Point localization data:
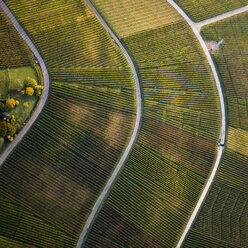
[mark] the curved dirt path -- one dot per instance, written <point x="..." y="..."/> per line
<point x="44" y="97"/>
<point x="221" y="144"/>
<point x="199" y="25"/>
<point x="96" y="208"/>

• **Goal of the exercise**: With the images left out, set down each record exactly as it appears.

• **Solution below**:
[mark] the curved dirt path -- one dot per instance, written <point x="..." y="..."/> per line
<point x="44" y="97"/>
<point x="221" y="144"/>
<point x="199" y="25"/>
<point x="96" y="208"/>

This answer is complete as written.